Text segment:
LOS ANGELES — The small project room that houses Vietnamese artist Trương Công Tùng’s exhibition at the Institute of Contemporary Art, Los Angeles (ICA LA) — his first solo museum show — is dark save for a few lights that are embedded within an installation and two videos: “Dance of the insects” (2020), which is suspended from the ceiling, where insects crawl across a recording of an evening newscast, and “The lost landscape” (2021), a series of close-up shots of the eyes of taxidermied animals from various natural history museums. The taxidermied animals are frozen between states of death and life, stuck between being living creatures and objects of display. 

Displayed throughout the room is “the state of absence – voices from outside” (2020–ongoing), an installation of gourds that have been connected through a series of plastic tubes, which pass water, dirt, and seeds among the gourds, and visibly entangle with each other. Some of the gourds contain bubbling water, which needs to be refilled periodically, while others have mechanical parts attached to them that make them hum, wiggle, or ring at various intervals. The gourds are sealed in lacquer, which both protects them and enhances the contrast of the surface after it has been polished.

At the entrance of the project room hangs “Long Long Legacies” (2021–ongoing), a curtain made of wooden beads sewn together into a net-like form. These beads are created from rubber, coffee, cashew, and forest tree wood from the central highlands of Vietnam, resources that have been exploited due to war and industrialization. Like individuals, each bead carries its own unique relationship to this history. The piece reflects the harmful effects of colonization, war, and rapid industrialization but also the community and belonging that weave a group together as a result. Is the beaded net — and its embedded histories — a protective casing, like the lacquer surfaces of the gourds, or is it a prison that traps and ossifies collective trauma into a national identity?

As I spent time with the exhibition, I found myself asking questions about the diasporic experience. Does the shared trauma of a nation extend to its citizens and its diaspora across the globe and even across generations in the same way that the dirt, seed, and water travel freely throughout the installation? How do national and individual identities change as the diaspora is influenced more and more by a different context, as multiple entangled layers of individual and collective material migrate and intermingle with each other?

Information provided:
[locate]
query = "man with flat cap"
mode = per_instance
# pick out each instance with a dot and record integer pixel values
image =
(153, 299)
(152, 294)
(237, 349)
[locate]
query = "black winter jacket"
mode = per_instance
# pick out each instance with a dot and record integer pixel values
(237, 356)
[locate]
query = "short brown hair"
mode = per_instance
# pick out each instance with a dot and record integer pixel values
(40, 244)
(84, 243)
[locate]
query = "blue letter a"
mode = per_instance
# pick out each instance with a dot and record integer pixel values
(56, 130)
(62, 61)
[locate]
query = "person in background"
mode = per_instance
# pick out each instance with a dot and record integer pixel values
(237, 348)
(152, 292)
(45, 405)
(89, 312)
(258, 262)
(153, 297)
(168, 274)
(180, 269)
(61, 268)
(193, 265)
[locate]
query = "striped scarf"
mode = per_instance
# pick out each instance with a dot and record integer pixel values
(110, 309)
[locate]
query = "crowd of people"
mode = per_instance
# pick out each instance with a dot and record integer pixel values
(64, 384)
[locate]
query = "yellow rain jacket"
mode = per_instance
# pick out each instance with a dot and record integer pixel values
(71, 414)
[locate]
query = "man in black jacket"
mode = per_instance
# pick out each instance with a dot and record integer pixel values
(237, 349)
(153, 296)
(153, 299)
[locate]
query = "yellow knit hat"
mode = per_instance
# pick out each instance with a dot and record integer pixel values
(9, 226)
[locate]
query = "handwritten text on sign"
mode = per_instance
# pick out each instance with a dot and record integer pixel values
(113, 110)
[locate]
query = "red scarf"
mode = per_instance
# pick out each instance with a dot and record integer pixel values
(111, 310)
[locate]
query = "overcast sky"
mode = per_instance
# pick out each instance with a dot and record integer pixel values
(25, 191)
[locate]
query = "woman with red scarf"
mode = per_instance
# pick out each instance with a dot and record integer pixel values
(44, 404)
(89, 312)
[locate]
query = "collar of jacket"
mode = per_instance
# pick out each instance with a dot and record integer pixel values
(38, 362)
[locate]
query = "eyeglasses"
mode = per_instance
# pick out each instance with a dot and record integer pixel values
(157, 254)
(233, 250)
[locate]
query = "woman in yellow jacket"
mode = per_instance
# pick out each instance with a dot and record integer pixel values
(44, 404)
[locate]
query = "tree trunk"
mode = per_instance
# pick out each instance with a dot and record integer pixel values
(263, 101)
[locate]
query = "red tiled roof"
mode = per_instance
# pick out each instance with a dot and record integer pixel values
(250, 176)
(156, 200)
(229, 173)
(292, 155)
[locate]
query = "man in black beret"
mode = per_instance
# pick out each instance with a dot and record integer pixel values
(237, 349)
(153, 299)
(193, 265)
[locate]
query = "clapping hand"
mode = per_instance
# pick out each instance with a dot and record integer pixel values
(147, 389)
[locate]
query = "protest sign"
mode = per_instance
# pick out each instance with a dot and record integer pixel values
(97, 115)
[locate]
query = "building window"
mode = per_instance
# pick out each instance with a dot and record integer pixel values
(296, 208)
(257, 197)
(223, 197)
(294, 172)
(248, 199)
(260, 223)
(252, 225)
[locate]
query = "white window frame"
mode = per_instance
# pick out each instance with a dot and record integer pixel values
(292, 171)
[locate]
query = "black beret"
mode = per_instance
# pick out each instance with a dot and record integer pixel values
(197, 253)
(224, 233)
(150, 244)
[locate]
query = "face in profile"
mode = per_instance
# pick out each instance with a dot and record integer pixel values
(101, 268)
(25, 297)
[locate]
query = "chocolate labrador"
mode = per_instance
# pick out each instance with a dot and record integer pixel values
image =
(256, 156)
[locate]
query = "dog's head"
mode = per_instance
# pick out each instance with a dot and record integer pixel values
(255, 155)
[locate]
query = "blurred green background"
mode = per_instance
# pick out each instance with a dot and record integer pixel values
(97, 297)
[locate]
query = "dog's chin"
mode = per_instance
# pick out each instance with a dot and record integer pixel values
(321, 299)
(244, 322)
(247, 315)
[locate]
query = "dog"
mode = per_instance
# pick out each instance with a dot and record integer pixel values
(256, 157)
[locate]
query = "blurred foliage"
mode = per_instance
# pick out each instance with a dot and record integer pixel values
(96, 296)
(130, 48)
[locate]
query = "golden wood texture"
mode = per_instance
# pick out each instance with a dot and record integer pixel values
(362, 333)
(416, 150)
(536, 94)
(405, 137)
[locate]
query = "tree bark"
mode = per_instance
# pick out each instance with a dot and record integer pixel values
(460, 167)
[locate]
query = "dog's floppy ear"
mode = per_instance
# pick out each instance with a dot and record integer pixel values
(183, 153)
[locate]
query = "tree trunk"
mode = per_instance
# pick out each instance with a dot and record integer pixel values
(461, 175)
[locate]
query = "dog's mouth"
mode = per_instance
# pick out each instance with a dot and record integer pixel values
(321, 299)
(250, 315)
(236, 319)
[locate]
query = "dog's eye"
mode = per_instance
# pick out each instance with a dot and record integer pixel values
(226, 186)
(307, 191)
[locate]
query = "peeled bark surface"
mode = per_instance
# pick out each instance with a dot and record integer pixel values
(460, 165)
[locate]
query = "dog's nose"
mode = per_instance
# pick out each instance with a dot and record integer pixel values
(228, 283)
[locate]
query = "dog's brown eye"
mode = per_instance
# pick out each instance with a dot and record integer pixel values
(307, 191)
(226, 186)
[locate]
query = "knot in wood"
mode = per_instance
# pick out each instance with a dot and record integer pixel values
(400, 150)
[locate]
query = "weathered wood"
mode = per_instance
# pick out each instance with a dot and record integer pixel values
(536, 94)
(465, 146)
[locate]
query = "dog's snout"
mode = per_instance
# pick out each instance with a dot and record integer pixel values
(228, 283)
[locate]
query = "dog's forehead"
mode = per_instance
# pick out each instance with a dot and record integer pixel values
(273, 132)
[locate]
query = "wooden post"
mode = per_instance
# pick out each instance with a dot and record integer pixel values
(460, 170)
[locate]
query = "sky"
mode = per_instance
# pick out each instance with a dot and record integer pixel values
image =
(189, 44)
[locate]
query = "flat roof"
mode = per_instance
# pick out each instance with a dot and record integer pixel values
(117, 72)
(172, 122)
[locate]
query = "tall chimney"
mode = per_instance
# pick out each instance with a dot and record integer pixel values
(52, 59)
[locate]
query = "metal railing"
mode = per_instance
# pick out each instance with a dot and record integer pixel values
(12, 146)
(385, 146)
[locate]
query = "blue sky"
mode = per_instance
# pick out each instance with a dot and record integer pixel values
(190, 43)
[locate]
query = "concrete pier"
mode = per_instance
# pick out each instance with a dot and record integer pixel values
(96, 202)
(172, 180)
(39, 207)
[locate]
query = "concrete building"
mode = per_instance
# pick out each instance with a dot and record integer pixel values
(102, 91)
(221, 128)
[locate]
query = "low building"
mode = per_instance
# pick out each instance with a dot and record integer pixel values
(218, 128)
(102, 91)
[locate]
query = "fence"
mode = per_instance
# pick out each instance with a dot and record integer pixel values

Task list:
**1.** In the exhibition review, what materials are the beads of "Long Long Legacies" made from?
**2.** Reproduce word for word the part of the exhibition review between "At the entrance" and "a national identity?", inclusive.

Exercise answers:
**1.** Rubber, coffee, cashew, and forest tree wood from the central highlands of Vietnam.

**2.**
At the entrance of the project room hangs “Long Long Legacies” (2021–ongoing), a curtain made of wooden beads sewn together into a net-like form. These beads are created from rubber, coffee, cashew, and forest tree wood from the central highlands of Vietnam, resources that have been exploited due to war and industrialization. Like individuals, each bead carries its own unique relationship to this history. The piece reflects the harmful effects of colonization, war, and rapid industrialization but also the community and belonging that weave a group together as a result. Is the beaded net — and its embedded histories — a protective casing, like the lacquer surfaces of the gourds, or is it a prison that traps and ossifies collective trauma into a national identity?